本文抜粋:
2014年01月27日

『化石少女』最終話『赤と黒』(麻耶雄嵩著、徳間書店刊『読楽』2014年1月号掲載)ネタバレ書評(レビュー)

『化石少女』最終話『赤と黒』(麻耶雄嵩著、徳間書店刊『読楽』2014年1月号掲載)ネタバレ書評(レビュー)です。

ネタバレあります、注意!!

<感想>

徳間書店刊『読楽』にて連載されていた『化石少女』が遂に最終回を迎えました。
著者は麻耶雄嵩先生、それだけに一筋縄ではいかないラストだろうと思ったらその通りでした。
単行本化されたときが楽しみな出来。

『化石少女』をご存じない方の為に、簡単に説明すると。

主人公は彰というペルム学園の1年生。古生物部所属。
とは言え、彰自身に古生物への興味はない。
実は父から言い含められ、お嬢様であるまりあのお目付け役として入部したに過ぎないのだ。

そんなまりあは古生物大好きの化石少女。
容姿端麗ながらも、その他の点に難があるとの個性的なキャラクター。

古生物部はまりあの趣味の為だけに存在しており、現行の生徒会により廃部の危機に。
そんな中、毎回事件が発生しこれをまりあが推理する。
その犯人として指摘されるのは現行生徒会メンバーである―――的なストーリー。

その最終話こそが「赤と黒」。
これまでの流れから、あの人が容疑者になるかと思いきや……。
さらに、これまでの流れ自体が大きなミスリードになっていることも判明。
さらにさらに、ラストにてこのサブタイトルの意味が明かされる際の衝撃と来たら!!
読むべし!!

<ネタバレあらすじ>

・登場人物一覧
まりあ:成績は常に赤点をキープする化石大好き少女。ペルム学園2年生。古生物部部長。

資料データ:
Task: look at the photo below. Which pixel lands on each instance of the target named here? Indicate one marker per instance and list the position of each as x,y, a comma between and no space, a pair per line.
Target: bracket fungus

課題概要 A:
次の(i)〜(iii)が『化石少女』の書評の内容と一致するかを、それぞれ「はい」か「いいえ」で判定する。判定の決め手となる書評の言葉もそのまま引用すること。
(i) 彰は古生物に強い興味があって古生物部に入った。
(ii) 古生物部は現行の生徒会によって廃部の危機にある。
(iii) まりあはペルム学園の3年生である。
課題概要 B:
『化石少女』の書評によれば、『化石少女』が連載されていたのは何という雑誌か。
課題概要 C:
『化石少女』の書評について、最後の文のあとに続く部分を書いてください。

課題への回答 A:
(i) いいえ。「とは言え、彰自身に古生物への興味はない。」
(ii) はい。「古生物部はまりあの趣味の為だけに存在しており、現行の生徒会により廃部の危機に。」
(iii) いいえ。「ペルム学園2年生。」

課題への回答 B:
徳間書店刊の『読楽』。

課題への回答 C:
彰:まりあのお目付け役を命ぜられた少年。ペルム学園1年生。古生物部部員。
野志:学年2位の成績を誇るエリート。ペルム学園2年生。
荒子:ペルム学園現生徒会長。
水島:ペルム学園先代生徒会長。
用務員:ペルム学園の用務員。


良家の子弟子女が通うペルム学園。
其処に化石発掘を主な活動とする古生物部がある。

部員数はたったの2名。
部長は良家の子女で眉目秀麗でありながら、口を開けば残念発言を繰り返す2次元美少女・まりあ。
そして、そんなまりあの父から命じられ渋々お目付け役(御守役か……)を申し付けられた彰である。

もともと彰に古生物への興味はない。
古生物部はまりあの個人的な化石趣味から創設された部で、これに立場上つき合わされたに過ぎないのだ。

部員2名ながら部として認められているのには、ある理由が存在している。
まりあの父は先代の生徒会長・水島の父と親しく、その恩恵を受けたのだ。
だが、それも現生徒会長の荒子が就任するまでであった。

荒子と水島は家単位で仲が悪く、互いに派閥を形成していた。
まりあは、もちろん水島派である。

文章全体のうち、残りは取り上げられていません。